— SUPPLIED RECORDS —
----------

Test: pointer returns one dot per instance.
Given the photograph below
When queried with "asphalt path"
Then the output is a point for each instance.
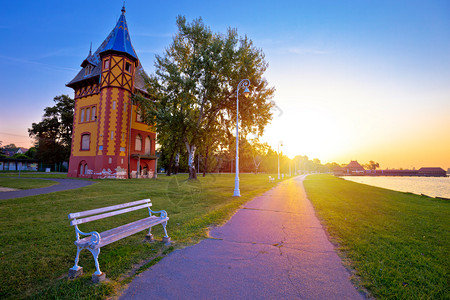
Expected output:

----------

Could you write out the material above again word for word, leaving out the picture?

— OUTPUT BELOW —
Test: pointer returns one dot per instance.
Given the photograph below
When queried with "asphalt path"
Then the output is a point for each instance.
Expected output:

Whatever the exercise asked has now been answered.